→ **Exercise requirements**: Print the line containing "Would you kindly put a point on the single-story" and each line after it through the end, please, with nothing added.

→ **Location identification entries**:
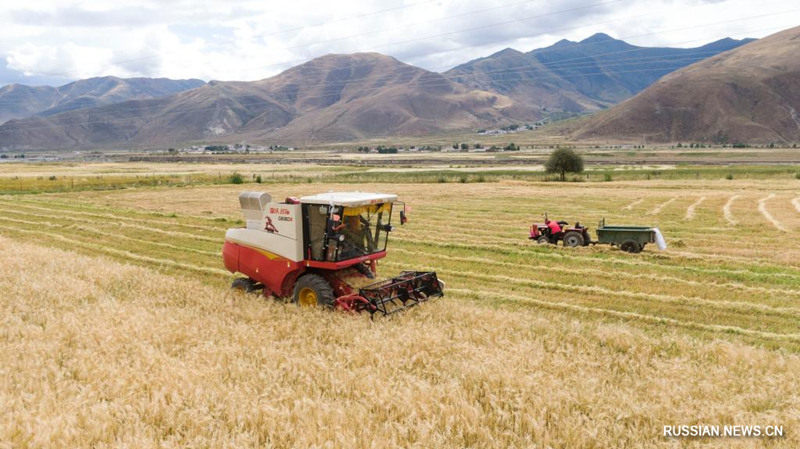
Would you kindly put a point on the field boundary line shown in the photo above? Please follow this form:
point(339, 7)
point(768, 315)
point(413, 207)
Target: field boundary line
point(478, 294)
point(690, 211)
point(762, 207)
point(633, 204)
point(726, 210)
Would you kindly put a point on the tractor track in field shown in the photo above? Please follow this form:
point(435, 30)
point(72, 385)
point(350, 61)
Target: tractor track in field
point(480, 294)
point(762, 207)
point(633, 204)
point(111, 216)
point(603, 273)
point(735, 306)
point(726, 211)
point(520, 239)
point(690, 211)
point(121, 253)
point(111, 235)
point(519, 250)
point(657, 209)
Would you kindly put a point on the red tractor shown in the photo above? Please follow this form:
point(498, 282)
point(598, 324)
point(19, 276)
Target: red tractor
point(318, 249)
point(571, 236)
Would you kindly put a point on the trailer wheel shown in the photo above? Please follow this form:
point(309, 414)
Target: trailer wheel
point(246, 285)
point(573, 239)
point(629, 246)
point(313, 290)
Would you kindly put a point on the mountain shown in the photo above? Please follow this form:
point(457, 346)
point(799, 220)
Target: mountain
point(331, 98)
point(20, 101)
point(589, 75)
point(749, 94)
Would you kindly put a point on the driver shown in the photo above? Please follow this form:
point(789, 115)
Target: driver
point(555, 229)
point(355, 236)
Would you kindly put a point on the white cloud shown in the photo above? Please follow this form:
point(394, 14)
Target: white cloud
point(249, 39)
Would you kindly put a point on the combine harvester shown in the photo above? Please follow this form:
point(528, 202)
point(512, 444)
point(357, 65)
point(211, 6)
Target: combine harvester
point(314, 249)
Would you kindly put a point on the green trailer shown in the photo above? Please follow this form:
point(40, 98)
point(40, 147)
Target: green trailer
point(629, 238)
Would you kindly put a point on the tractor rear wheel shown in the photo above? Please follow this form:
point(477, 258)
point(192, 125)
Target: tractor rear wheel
point(312, 290)
point(573, 239)
point(630, 246)
point(246, 285)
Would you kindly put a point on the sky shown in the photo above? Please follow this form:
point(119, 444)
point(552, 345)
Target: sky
point(53, 42)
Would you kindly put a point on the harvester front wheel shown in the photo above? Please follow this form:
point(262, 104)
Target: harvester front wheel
point(573, 239)
point(246, 285)
point(312, 290)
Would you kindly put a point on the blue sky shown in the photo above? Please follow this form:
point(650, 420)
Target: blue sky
point(54, 42)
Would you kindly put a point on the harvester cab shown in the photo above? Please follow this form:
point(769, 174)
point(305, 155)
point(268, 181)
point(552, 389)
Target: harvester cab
point(323, 250)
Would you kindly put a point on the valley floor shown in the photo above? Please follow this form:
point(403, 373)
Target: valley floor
point(119, 328)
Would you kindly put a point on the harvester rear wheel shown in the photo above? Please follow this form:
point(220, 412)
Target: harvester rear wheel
point(312, 290)
point(573, 239)
point(246, 285)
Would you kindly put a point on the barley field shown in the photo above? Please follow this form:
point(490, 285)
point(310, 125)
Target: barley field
point(119, 329)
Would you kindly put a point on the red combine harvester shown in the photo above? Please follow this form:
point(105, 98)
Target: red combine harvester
point(315, 248)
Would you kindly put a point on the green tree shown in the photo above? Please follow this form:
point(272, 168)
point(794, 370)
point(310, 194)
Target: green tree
point(563, 161)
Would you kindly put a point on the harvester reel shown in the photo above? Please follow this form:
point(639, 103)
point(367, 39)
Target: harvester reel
point(312, 290)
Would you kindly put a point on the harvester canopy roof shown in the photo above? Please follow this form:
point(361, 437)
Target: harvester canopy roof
point(349, 199)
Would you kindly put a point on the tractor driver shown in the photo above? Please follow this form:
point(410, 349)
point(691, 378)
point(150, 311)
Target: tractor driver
point(555, 229)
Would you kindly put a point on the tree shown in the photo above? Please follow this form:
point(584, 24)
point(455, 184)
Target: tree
point(563, 161)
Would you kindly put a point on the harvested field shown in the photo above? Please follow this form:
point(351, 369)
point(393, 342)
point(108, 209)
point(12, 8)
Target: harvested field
point(135, 331)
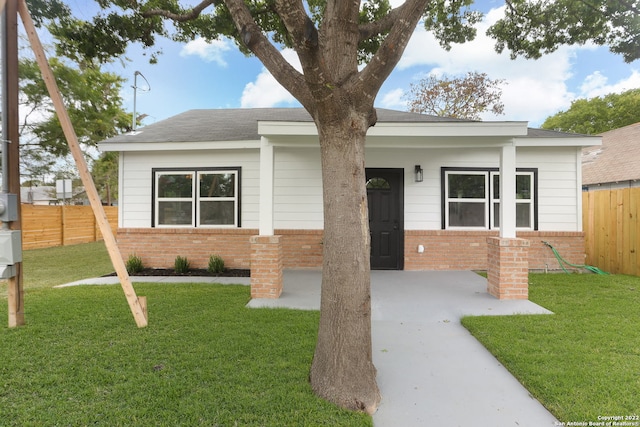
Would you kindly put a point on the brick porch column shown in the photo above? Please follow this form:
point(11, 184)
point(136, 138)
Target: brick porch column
point(266, 266)
point(508, 268)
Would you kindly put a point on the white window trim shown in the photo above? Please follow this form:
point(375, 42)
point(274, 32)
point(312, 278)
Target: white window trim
point(484, 200)
point(195, 197)
point(157, 199)
point(528, 201)
point(488, 200)
point(218, 199)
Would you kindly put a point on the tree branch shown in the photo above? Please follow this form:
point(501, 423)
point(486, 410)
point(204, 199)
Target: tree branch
point(193, 13)
point(270, 57)
point(391, 50)
point(375, 28)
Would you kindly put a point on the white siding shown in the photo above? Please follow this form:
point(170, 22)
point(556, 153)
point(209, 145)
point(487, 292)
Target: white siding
point(135, 187)
point(298, 182)
point(297, 189)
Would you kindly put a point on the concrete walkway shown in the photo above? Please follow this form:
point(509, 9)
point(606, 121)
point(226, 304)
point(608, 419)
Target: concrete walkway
point(431, 371)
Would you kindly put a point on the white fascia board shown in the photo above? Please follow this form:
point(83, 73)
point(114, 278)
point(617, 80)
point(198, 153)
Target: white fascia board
point(401, 129)
point(269, 128)
point(450, 129)
point(578, 141)
point(172, 146)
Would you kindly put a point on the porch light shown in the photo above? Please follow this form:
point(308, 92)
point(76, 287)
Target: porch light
point(418, 173)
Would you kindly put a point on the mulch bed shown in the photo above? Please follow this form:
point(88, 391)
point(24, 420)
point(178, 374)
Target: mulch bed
point(230, 272)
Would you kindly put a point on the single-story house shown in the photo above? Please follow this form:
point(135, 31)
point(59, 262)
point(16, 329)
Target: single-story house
point(246, 184)
point(614, 164)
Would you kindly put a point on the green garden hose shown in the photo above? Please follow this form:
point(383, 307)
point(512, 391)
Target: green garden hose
point(563, 262)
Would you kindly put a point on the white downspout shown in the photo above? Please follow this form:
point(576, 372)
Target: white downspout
point(508, 191)
point(266, 187)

→ **The output**:
Would you kindly put a point on the single-story house shown in the photo above? Please follow this form:
point(135, 31)
point(59, 262)
point(16, 329)
Target: single-story house
point(246, 184)
point(614, 164)
Would you kindly put a point on the green garden hose shown in the photo above? Please follow this form:
point(383, 307)
point(512, 391)
Target: green garden hose
point(563, 262)
Would you kindly put a point on the white downspout shown in the photo above? Please follow this form:
point(576, 372)
Target: white downspout
point(508, 191)
point(266, 187)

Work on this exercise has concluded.